#### Directions
In the passage on the long War on Terror, repeat word for word the part starting at "First, it is" and ending at "even our homeland.".

The Long War on Terror and Great Power Conflict Across Eurasia

globeonfire

Luke Phillips

General David Petraeus published an op-ed at the Washington Post that deserves to be reprinted at length here.

The General provides us with what the security community would call a BFO (“blinding flash of the obvious”) but what will probably come as an unfortunate shocker to most of the Washington D.C. political elite. Basically this: the War on Terror isn’t over and won’t be over for a long time, so we need to be vigilant and prepared for a long, twilight struggle. Here’s Petraeus:

First, it is increasingly apparent that ungoverned spaces in a region stretching from West Africa through the Middle East and into Central Asia will be exploited by Islamic extremists who want to establish sanctuaries in which they can enforce their extremist version of Islam and from which they can conduct terrorist attacks.

 Second, it is also apparent that the attacks and other activities of such extremists will not be confined to the areas or regions in which they are located. Rather, as in the case of Syria, the actions of the extremist groups are likely to spew instability, extremism, violence and refugees far beyond their immediate surroundings, posing increasingly difficult challenges for our partners in the region, our European allies and even our homeland.

[Pointing data excerpts]
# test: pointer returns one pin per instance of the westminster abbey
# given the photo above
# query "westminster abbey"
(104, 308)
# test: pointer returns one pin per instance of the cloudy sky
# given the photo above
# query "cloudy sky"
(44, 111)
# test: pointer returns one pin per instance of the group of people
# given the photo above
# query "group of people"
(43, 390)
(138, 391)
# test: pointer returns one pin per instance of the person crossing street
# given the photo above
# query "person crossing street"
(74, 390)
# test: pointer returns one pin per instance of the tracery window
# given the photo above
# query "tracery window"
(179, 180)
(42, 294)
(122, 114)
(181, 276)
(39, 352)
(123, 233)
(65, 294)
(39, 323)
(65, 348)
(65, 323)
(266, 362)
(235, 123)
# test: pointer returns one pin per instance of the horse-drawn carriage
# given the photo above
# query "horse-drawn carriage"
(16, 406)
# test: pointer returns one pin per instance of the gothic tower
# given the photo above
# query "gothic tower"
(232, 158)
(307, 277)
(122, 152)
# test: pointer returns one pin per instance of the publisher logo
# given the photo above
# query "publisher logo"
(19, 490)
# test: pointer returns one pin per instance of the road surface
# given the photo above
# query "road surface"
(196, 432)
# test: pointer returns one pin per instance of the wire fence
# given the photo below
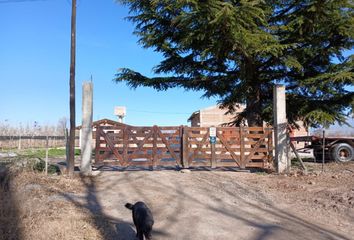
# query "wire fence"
(28, 142)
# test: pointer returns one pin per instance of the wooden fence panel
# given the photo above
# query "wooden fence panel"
(138, 146)
(184, 146)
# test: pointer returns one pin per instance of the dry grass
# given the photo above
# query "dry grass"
(37, 207)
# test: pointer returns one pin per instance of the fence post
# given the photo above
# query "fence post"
(46, 155)
(19, 142)
(242, 147)
(154, 147)
(86, 130)
(280, 127)
(67, 147)
(185, 154)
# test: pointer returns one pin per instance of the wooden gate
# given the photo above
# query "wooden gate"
(242, 147)
(138, 146)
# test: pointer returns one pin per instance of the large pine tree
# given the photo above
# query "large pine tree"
(238, 49)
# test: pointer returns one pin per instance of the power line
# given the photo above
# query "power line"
(19, 1)
(167, 113)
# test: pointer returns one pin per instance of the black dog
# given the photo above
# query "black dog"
(142, 218)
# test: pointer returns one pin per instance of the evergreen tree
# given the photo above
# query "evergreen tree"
(237, 50)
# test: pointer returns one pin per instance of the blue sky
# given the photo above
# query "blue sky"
(35, 58)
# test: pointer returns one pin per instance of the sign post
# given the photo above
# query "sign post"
(212, 139)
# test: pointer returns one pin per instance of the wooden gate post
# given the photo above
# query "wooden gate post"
(185, 155)
(242, 147)
(154, 147)
(280, 127)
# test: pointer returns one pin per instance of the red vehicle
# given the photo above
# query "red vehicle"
(340, 149)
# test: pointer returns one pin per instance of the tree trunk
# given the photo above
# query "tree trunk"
(71, 160)
(253, 102)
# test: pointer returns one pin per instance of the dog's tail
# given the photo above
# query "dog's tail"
(129, 206)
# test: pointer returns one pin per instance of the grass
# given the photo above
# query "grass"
(53, 152)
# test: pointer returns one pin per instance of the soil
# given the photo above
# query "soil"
(186, 204)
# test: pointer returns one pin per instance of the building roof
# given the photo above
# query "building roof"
(240, 106)
(104, 121)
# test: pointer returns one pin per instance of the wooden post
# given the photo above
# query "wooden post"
(213, 155)
(280, 127)
(19, 142)
(98, 144)
(298, 157)
(86, 130)
(125, 145)
(270, 147)
(323, 148)
(154, 147)
(46, 155)
(242, 147)
(185, 154)
(67, 147)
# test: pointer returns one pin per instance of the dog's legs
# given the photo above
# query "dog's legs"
(140, 234)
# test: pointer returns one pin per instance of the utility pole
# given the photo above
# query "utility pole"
(71, 160)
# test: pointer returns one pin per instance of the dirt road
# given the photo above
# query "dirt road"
(186, 206)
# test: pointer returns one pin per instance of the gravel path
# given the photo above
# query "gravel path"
(201, 205)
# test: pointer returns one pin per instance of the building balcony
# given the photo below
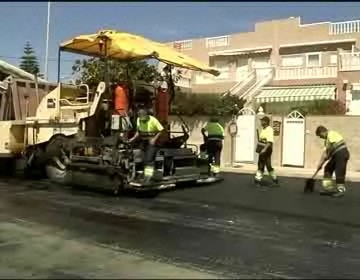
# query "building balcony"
(345, 27)
(225, 76)
(301, 73)
(350, 61)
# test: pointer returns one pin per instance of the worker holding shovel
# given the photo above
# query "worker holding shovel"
(337, 155)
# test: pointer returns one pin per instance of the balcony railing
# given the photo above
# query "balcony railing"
(344, 27)
(184, 82)
(350, 61)
(300, 73)
(236, 75)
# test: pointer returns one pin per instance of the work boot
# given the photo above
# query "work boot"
(328, 191)
(275, 182)
(274, 178)
(328, 187)
(258, 179)
(339, 192)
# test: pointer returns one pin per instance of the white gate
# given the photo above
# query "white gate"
(293, 140)
(245, 139)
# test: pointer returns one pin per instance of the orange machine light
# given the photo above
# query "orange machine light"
(162, 105)
(121, 99)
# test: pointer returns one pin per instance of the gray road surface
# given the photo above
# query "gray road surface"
(226, 230)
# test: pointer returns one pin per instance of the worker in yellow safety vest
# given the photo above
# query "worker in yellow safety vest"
(214, 145)
(337, 156)
(264, 148)
(149, 129)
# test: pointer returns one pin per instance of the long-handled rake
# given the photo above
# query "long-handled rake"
(310, 183)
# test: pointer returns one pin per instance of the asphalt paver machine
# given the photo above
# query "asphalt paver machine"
(99, 152)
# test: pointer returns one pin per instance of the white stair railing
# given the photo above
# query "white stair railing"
(243, 84)
(252, 91)
(345, 27)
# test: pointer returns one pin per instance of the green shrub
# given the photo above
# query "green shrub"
(206, 104)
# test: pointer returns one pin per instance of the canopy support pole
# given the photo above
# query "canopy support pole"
(59, 56)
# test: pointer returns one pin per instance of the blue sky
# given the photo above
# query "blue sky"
(21, 22)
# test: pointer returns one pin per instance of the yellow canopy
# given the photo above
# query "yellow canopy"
(126, 46)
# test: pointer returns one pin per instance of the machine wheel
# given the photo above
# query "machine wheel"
(57, 159)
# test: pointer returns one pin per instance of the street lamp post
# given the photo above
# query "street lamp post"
(47, 42)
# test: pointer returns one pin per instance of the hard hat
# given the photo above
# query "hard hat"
(265, 119)
(143, 114)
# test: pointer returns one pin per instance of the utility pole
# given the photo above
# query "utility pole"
(47, 42)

#### Result for this exercise
First, it is increasingly apparent that ungoverned spaces in a region stretching from West Africa through the Middle East and into Central Asia will be exploited by Islamic extremists who want to establish sanctuaries in which they can enforce their extremist version of Islam and from which they can conduct terrorist attacks.

 Second, it is also apparent that the attacks and other activities of such extremists will not be confined to the areas or regions in which they are located. Rather, as in the case of Syria, the actions of the extremist groups are likely to spew instability, extremism, violence and refugees far beyond their immediate surroundings, posing increasingly difficult challenges for our partners in the region, our European allies and even our homeland.